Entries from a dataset
────

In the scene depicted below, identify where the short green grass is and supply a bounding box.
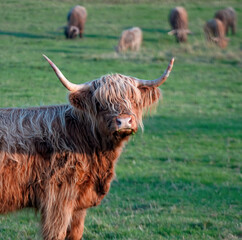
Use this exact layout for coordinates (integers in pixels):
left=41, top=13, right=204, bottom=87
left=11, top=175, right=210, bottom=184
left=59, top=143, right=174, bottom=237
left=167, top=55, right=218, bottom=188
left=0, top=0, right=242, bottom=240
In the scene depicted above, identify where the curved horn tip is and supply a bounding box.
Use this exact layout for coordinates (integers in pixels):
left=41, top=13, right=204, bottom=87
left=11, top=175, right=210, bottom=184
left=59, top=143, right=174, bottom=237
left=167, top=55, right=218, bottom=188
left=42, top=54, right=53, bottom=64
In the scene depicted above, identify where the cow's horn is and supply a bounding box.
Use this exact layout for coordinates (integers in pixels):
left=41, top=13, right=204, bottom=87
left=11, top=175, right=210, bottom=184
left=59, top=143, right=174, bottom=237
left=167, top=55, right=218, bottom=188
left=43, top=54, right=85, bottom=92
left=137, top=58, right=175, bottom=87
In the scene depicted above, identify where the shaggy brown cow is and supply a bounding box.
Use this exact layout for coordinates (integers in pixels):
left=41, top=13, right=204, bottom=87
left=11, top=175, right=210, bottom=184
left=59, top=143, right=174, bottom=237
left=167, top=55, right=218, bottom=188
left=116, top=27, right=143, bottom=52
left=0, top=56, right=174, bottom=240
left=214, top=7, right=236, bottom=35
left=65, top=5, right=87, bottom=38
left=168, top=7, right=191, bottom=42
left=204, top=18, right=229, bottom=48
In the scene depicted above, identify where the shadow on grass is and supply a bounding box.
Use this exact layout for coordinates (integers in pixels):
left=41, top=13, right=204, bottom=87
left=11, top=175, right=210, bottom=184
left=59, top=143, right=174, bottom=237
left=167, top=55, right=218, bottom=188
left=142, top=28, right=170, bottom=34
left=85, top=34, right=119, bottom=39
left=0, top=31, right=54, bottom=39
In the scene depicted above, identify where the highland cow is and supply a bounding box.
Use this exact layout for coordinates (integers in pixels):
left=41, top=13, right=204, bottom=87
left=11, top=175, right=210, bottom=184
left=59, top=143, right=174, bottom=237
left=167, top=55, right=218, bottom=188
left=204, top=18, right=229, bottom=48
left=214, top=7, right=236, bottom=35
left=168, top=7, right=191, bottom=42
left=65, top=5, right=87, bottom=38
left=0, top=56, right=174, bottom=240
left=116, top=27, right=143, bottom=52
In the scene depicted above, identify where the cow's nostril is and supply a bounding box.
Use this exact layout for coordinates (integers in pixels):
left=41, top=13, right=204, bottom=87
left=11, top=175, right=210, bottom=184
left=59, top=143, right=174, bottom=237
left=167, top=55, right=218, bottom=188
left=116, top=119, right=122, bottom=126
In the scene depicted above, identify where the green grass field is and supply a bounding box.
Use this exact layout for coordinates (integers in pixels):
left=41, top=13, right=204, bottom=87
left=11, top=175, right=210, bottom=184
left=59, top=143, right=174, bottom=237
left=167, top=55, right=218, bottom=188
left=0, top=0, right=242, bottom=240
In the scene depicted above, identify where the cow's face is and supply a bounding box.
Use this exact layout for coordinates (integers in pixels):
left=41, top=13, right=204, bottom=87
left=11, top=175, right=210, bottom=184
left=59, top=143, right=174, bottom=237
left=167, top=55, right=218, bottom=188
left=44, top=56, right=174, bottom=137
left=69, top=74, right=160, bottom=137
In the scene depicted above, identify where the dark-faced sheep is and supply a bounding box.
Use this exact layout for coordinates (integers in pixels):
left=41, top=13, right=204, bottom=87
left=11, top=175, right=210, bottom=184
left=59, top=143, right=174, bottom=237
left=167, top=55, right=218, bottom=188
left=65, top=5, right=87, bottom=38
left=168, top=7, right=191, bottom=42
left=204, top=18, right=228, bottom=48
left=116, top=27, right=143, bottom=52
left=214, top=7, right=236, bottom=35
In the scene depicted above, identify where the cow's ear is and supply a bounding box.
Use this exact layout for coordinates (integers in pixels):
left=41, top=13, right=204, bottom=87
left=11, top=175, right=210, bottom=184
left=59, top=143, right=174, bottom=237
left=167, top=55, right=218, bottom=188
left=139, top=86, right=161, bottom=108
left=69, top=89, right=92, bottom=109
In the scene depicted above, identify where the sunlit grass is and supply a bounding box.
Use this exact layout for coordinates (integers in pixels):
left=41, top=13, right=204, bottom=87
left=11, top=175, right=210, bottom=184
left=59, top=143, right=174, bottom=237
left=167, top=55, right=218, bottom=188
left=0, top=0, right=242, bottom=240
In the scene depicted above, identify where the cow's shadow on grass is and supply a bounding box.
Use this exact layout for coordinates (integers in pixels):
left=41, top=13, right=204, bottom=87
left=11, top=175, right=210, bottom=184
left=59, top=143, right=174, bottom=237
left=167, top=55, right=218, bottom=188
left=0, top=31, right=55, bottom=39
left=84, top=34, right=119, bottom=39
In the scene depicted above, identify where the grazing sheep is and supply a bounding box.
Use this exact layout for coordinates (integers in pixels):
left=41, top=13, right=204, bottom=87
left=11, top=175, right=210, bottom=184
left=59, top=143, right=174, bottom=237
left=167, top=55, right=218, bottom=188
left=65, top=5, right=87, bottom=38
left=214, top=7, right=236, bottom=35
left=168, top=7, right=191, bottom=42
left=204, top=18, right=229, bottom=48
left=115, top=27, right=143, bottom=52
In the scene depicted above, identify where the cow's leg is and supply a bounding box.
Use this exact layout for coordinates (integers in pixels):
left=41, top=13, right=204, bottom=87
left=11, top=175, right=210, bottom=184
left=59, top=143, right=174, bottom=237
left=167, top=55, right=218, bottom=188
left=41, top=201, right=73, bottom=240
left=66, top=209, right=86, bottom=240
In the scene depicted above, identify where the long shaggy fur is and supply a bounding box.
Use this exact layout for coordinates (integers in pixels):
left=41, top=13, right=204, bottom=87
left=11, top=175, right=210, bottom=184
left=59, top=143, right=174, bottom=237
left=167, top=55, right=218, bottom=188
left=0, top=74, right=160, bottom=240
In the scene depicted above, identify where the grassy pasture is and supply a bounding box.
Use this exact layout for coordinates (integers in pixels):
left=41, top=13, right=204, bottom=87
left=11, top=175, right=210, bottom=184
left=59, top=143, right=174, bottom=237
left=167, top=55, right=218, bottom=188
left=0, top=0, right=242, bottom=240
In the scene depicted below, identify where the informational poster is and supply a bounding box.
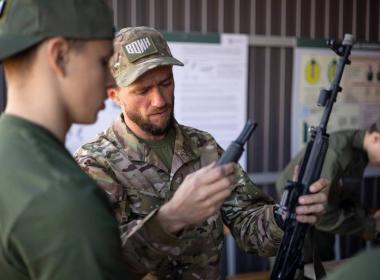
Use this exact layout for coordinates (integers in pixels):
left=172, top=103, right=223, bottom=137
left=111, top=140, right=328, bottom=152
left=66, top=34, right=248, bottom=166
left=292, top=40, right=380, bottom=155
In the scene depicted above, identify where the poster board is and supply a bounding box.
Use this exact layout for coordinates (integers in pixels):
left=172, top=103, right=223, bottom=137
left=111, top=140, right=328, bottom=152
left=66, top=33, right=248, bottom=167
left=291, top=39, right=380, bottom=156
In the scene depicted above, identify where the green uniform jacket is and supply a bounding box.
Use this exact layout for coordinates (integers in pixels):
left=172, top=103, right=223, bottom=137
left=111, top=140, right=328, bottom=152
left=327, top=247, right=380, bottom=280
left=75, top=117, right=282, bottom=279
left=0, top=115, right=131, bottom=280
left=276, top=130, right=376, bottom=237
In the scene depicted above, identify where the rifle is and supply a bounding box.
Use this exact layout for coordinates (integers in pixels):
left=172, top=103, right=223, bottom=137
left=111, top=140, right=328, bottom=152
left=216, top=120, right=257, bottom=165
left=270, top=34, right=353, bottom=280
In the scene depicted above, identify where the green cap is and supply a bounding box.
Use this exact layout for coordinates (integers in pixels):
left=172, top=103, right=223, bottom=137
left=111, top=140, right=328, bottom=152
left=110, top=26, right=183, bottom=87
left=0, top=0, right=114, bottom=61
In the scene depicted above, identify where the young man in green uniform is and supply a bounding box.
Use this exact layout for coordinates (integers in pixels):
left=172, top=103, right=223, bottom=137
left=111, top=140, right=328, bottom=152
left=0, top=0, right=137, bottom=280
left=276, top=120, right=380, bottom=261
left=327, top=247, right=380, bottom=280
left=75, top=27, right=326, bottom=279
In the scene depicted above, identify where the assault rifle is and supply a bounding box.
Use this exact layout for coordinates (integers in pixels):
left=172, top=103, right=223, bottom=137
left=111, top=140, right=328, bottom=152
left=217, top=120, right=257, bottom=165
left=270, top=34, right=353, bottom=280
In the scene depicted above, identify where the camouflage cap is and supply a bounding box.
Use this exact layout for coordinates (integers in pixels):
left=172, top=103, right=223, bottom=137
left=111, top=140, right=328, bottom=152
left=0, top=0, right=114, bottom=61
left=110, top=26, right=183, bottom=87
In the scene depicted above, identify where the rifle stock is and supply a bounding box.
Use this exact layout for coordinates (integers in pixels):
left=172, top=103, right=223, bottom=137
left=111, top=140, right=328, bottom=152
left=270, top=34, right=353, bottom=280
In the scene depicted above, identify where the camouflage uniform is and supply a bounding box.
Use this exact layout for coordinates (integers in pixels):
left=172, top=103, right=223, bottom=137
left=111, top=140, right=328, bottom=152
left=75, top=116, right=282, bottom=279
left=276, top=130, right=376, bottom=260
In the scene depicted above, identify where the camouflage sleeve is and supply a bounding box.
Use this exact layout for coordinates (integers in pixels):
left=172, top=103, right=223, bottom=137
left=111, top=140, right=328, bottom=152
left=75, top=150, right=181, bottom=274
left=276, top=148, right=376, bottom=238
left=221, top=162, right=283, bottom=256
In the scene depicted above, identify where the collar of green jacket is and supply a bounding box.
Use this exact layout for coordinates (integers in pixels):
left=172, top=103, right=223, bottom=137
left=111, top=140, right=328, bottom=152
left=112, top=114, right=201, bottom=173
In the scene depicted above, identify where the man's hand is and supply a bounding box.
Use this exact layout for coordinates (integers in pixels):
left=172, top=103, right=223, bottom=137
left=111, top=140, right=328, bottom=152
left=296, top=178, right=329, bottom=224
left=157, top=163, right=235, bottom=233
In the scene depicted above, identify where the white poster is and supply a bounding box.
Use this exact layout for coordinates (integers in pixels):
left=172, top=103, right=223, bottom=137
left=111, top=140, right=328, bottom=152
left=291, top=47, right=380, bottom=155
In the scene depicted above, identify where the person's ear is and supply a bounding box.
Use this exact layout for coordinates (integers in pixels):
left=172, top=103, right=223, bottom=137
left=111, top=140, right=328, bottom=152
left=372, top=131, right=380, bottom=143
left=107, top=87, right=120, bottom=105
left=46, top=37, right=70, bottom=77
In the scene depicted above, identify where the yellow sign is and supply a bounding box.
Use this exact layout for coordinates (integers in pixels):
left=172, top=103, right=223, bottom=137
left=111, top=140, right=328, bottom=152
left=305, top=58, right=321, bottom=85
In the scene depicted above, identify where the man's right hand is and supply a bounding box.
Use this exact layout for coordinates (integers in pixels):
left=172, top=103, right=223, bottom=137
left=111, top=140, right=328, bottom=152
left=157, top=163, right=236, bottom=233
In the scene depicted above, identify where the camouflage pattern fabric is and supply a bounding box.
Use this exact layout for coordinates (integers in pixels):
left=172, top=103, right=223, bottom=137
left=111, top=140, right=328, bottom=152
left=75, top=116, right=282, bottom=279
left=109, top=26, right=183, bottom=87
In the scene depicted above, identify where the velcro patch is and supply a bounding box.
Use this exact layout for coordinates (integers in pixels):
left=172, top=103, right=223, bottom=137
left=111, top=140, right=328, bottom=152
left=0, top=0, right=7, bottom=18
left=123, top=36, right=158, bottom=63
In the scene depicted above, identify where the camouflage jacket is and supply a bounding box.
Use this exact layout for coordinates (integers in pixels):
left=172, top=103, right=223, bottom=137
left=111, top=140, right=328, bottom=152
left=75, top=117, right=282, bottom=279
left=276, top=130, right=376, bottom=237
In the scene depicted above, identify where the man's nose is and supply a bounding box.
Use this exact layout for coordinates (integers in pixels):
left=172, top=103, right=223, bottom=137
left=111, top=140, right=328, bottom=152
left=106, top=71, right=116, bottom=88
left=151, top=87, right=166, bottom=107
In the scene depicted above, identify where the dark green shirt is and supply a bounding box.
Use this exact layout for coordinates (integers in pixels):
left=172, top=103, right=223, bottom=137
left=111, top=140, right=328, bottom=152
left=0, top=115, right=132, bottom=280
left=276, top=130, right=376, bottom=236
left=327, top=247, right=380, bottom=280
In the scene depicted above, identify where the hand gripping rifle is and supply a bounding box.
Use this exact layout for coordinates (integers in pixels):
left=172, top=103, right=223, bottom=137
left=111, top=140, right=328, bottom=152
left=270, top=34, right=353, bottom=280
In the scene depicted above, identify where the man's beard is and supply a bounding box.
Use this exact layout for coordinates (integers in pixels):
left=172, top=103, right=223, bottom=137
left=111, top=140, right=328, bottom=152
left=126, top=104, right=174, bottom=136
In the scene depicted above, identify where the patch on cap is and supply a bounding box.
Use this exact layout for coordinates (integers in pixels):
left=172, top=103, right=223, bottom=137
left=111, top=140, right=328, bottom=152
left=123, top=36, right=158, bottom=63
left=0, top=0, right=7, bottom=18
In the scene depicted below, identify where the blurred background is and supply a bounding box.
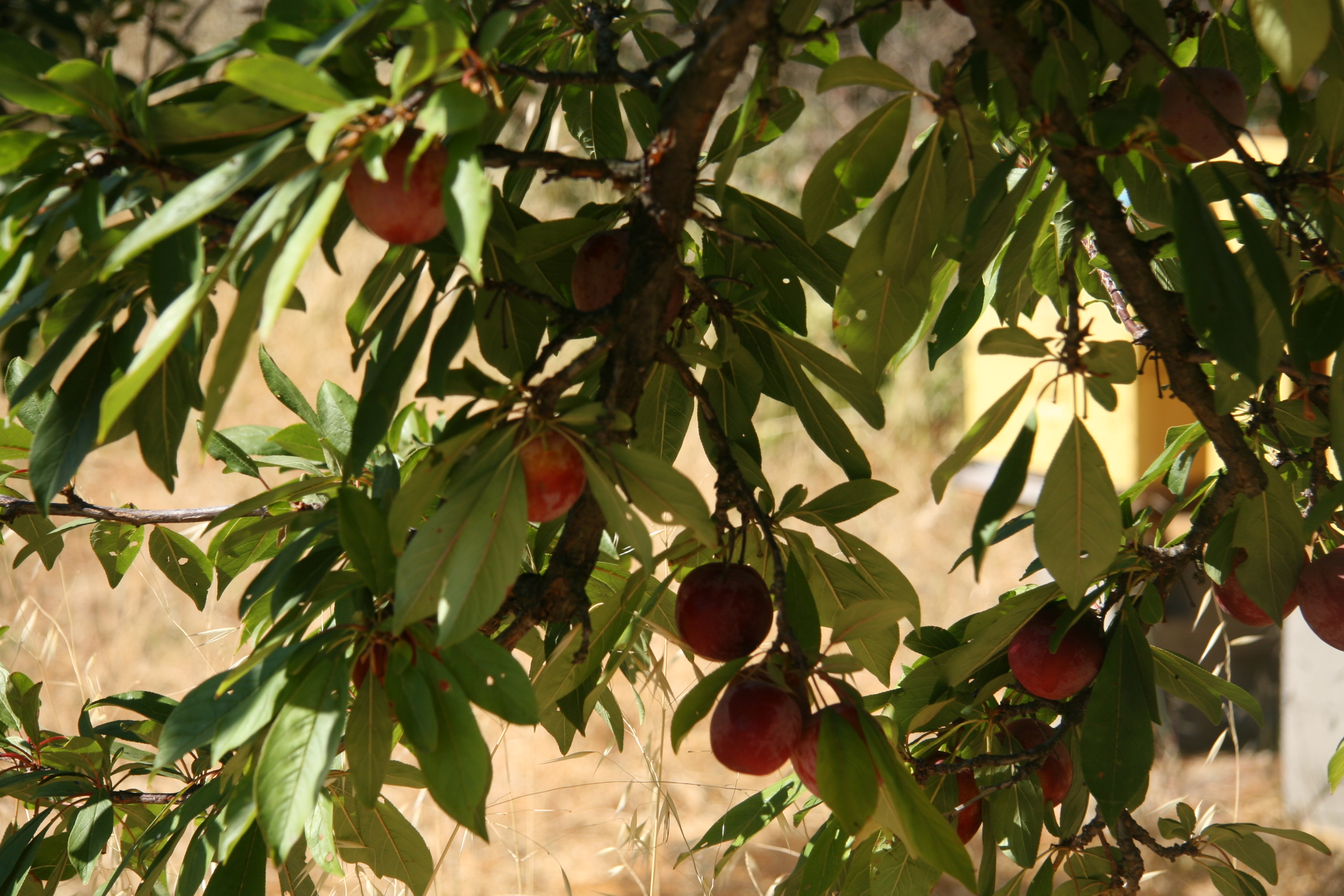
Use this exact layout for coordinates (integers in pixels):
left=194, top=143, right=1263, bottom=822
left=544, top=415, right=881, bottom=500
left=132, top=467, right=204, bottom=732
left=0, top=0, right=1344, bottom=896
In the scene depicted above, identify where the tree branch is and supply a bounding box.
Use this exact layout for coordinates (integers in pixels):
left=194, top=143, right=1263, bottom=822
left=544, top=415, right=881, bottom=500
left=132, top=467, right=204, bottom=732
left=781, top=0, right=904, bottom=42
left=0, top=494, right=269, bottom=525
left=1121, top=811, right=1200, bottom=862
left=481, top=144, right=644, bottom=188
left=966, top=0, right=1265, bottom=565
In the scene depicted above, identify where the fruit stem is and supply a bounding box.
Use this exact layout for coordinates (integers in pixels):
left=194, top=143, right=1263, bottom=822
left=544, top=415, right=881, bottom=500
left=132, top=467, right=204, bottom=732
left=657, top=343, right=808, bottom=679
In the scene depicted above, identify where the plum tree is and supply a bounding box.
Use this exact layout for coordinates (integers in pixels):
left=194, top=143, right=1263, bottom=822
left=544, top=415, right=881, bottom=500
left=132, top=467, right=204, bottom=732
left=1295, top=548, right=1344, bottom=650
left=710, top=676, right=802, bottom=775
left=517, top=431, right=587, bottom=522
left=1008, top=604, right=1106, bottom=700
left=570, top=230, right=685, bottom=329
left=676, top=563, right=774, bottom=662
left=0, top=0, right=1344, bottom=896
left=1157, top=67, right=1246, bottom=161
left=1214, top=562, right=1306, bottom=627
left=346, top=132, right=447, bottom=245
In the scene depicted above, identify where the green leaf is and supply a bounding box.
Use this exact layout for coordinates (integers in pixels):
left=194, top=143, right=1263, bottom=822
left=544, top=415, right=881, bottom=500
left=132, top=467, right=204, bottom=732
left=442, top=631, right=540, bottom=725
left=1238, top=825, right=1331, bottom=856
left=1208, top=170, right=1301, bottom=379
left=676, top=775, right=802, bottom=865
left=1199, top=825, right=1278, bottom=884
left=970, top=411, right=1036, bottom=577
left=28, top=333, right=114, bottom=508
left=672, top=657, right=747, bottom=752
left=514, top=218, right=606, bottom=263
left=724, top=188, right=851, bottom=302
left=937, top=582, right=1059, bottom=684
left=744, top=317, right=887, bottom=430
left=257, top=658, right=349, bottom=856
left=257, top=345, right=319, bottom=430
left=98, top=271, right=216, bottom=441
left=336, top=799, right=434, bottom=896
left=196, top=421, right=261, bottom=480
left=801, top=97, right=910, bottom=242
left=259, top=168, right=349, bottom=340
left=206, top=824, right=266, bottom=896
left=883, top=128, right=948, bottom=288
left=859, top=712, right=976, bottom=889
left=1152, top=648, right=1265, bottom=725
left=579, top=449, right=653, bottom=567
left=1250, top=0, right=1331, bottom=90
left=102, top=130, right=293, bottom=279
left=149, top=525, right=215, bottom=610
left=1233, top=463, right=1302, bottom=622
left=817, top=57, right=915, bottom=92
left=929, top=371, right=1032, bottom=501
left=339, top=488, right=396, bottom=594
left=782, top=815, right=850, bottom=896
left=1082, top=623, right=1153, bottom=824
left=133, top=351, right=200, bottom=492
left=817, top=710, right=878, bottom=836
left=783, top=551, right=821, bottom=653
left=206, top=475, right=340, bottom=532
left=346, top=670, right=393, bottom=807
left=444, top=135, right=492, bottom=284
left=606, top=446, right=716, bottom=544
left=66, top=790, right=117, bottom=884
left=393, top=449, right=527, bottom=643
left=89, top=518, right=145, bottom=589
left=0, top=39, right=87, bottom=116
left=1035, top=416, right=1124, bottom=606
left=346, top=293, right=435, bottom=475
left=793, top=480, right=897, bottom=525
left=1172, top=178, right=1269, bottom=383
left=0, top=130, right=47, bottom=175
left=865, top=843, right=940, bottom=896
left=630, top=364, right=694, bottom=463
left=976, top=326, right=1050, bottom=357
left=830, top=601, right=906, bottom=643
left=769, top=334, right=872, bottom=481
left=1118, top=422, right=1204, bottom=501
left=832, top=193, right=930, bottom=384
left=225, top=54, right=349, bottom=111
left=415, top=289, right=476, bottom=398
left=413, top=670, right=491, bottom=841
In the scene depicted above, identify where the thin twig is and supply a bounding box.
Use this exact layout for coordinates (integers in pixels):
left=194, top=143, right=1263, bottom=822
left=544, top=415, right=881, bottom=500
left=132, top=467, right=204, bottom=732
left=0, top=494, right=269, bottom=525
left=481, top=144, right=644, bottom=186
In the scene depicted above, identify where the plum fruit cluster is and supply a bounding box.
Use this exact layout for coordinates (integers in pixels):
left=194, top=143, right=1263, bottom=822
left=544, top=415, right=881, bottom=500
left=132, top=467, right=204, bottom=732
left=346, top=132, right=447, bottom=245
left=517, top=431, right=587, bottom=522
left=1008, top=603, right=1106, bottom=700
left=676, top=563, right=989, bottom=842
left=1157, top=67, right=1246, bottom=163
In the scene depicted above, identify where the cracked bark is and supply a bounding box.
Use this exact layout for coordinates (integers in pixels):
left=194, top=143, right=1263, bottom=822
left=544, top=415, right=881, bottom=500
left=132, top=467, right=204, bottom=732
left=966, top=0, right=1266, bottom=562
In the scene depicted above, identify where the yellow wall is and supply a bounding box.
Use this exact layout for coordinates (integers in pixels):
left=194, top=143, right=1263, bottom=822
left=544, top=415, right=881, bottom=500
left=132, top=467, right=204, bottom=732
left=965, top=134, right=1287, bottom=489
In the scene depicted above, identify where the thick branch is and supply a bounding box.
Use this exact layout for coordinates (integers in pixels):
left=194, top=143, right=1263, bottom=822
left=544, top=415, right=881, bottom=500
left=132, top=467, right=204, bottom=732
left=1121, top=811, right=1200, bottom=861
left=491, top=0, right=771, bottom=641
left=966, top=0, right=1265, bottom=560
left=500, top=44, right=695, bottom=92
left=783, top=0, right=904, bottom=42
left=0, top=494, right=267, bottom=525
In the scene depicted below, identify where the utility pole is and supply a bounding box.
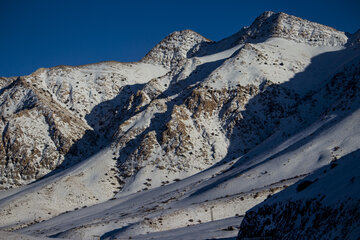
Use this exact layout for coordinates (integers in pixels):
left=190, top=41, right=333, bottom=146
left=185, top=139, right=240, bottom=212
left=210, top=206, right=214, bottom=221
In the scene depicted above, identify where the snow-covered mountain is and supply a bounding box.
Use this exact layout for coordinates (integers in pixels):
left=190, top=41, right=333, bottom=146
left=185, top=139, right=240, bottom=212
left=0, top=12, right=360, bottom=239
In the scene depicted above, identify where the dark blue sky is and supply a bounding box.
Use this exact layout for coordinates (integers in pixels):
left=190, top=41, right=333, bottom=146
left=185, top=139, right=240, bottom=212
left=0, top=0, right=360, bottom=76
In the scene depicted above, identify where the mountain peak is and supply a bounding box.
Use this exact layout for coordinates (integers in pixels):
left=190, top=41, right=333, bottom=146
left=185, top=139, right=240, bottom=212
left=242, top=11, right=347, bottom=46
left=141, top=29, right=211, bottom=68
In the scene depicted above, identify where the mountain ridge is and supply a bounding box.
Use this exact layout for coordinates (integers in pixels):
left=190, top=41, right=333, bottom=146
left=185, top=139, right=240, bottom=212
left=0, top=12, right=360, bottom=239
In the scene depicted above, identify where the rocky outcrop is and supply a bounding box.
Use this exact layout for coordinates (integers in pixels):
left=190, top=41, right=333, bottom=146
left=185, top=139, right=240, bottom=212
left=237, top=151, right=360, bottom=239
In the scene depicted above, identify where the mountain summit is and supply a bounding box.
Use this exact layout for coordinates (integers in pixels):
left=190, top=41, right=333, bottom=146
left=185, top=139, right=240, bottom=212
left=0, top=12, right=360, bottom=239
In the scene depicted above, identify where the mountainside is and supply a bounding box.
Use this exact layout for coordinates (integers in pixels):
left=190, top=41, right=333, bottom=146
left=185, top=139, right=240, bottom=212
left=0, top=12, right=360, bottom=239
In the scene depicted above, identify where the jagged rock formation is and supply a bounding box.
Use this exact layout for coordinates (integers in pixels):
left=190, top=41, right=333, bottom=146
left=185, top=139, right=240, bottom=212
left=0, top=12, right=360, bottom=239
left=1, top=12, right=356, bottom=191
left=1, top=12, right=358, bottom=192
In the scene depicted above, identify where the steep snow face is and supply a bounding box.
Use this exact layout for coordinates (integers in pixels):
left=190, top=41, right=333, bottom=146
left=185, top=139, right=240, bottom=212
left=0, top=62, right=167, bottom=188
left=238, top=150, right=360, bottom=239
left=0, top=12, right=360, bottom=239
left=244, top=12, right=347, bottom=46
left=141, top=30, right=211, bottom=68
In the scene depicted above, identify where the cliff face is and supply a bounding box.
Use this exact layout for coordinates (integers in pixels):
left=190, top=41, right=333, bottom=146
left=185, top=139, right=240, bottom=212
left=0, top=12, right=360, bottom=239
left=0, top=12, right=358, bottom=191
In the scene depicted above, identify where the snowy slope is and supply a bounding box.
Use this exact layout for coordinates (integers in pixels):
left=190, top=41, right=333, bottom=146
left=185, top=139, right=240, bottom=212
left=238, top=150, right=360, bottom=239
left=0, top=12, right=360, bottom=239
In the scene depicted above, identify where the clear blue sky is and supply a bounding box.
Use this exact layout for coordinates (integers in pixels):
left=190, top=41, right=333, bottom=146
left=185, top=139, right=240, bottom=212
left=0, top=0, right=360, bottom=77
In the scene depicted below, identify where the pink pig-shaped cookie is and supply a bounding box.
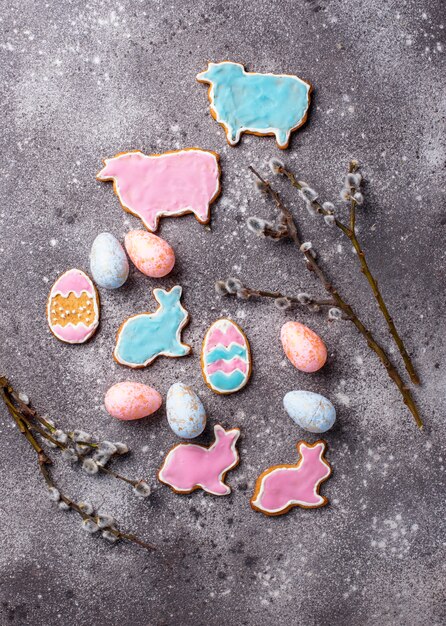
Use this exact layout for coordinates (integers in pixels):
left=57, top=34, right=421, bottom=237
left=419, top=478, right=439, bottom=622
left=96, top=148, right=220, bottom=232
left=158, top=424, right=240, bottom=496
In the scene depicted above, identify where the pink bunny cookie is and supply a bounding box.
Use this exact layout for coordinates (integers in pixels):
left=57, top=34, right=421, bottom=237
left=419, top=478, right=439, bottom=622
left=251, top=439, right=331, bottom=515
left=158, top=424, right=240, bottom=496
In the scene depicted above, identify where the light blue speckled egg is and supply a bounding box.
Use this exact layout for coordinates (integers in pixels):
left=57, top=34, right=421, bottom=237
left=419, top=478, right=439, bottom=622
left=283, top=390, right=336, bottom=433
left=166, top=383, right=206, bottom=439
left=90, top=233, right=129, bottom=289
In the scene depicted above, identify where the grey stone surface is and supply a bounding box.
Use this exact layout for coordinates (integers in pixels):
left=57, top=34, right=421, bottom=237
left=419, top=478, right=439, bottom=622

────

▸ What to work on
Extract each line of the material above that contains the string "horn", treating uppercase and lowercase letters as distinct.

▸ The result
In the scene depicted above, identify where the curved horn tip is and supply a bounding box.
In the scene depicted above, identify where the cow's horn is and supply a bounding box.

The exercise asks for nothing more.